**Brief**
Give back every record exactly, with its pictures left out.

Image-grounded pointing data:

========================

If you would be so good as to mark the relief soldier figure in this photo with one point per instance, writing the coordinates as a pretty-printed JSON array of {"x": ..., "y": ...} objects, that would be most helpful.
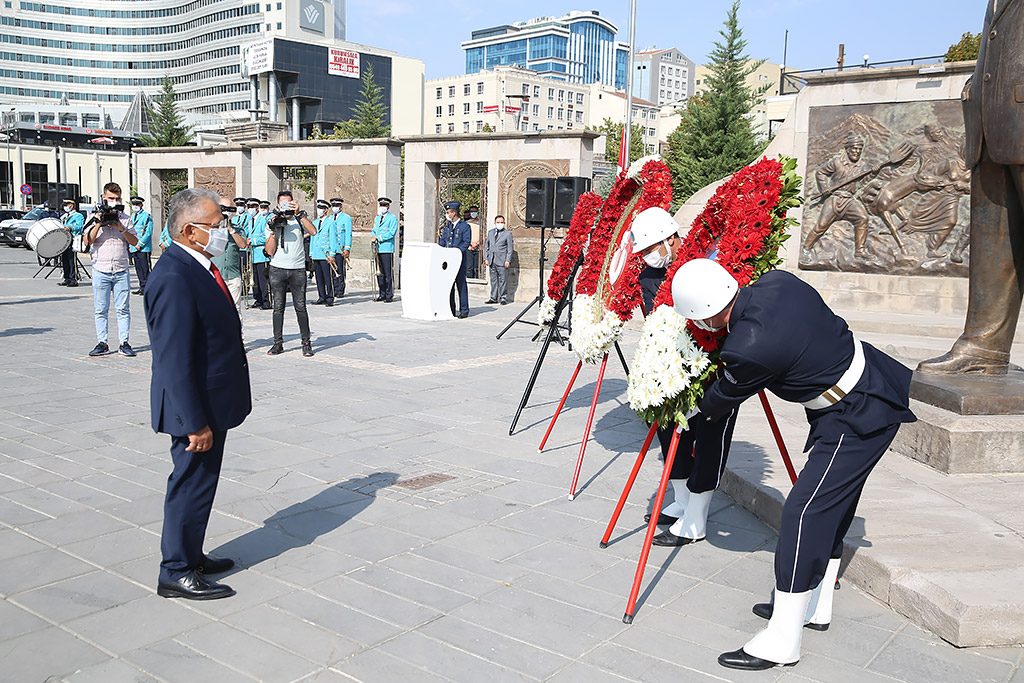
[{"x": 993, "y": 116}]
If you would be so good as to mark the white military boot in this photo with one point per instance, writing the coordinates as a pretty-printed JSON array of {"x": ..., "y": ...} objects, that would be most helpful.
[{"x": 779, "y": 642}]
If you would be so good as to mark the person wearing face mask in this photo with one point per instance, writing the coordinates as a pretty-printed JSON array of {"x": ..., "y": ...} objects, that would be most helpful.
[
  {"x": 257, "y": 240},
  {"x": 200, "y": 387},
  {"x": 73, "y": 222},
  {"x": 498, "y": 257},
  {"x": 456, "y": 235},
  {"x": 343, "y": 223},
  {"x": 229, "y": 259},
  {"x": 476, "y": 235},
  {"x": 384, "y": 233},
  {"x": 323, "y": 249},
  {"x": 110, "y": 232},
  {"x": 285, "y": 237},
  {"x": 693, "y": 480},
  {"x": 782, "y": 337},
  {"x": 140, "y": 255}
]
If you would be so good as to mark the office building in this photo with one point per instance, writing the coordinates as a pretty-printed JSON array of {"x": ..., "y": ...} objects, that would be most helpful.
[
  {"x": 579, "y": 47},
  {"x": 663, "y": 77},
  {"x": 506, "y": 98},
  {"x": 101, "y": 53}
]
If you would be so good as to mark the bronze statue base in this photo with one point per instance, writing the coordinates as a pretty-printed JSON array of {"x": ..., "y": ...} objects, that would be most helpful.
[{"x": 972, "y": 394}]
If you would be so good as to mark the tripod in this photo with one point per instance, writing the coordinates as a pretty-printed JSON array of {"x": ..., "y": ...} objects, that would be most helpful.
[{"x": 537, "y": 300}]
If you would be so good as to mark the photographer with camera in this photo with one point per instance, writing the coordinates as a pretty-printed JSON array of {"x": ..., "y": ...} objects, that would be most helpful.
[
  {"x": 110, "y": 232},
  {"x": 285, "y": 235}
]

========================

**Response area**
If you would be so good as to mark the relief soldier figure in this photo with one point per instance, writing the coordinates as a pretty-printed JSON array of {"x": ..., "y": ...} objects, that would be most helpful.
[{"x": 993, "y": 116}]
If you would be so good as to mark the white military boot in this photo with one point per instance, writing the coordinates as a pretty-printed JSON array of {"x": ..., "y": ...} objects, that would be most helpful.
[{"x": 779, "y": 642}]
If you would be so good as to mark the person wearing face mask in this photo with one point per instance, writing the coordinates as a pretty-printed JSON array of {"x": ..., "y": ...} objects, that would be most helpful.
[
  {"x": 257, "y": 240},
  {"x": 200, "y": 387},
  {"x": 73, "y": 222},
  {"x": 498, "y": 257},
  {"x": 456, "y": 235},
  {"x": 343, "y": 223},
  {"x": 229, "y": 259},
  {"x": 476, "y": 235},
  {"x": 384, "y": 233},
  {"x": 323, "y": 249},
  {"x": 110, "y": 232},
  {"x": 285, "y": 237},
  {"x": 693, "y": 480},
  {"x": 782, "y": 337},
  {"x": 140, "y": 255}
]
If you would be so good as to mark the office building in this photo with one point per instance, writing the coordinates as a pretty-printed JSON array of {"x": ..., "y": ...} objects, that would be most helpful.
[
  {"x": 579, "y": 47},
  {"x": 663, "y": 77},
  {"x": 506, "y": 98},
  {"x": 101, "y": 53}
]
If you would be so good as to mark the bronze statue base in this photo with one point per instance, writing the coordinates as a pretty-printed JSON array of {"x": ..., "y": ...} objects, that would be most helpful.
[{"x": 972, "y": 394}]
If you would be so good as to mark the tripod in this photo with one point per instance, writing the coordinates as a pretty-printed JSON array of {"x": ..., "y": ...} objects, that would be most helpful.
[{"x": 537, "y": 300}]
If you would be so good as to mark the photographer with camera in this photo with one point per instance, writing the coordinates as a pretty-printed JSON array of {"x": ..., "y": ...} objects, that would be most helpful.
[
  {"x": 110, "y": 232},
  {"x": 285, "y": 235}
]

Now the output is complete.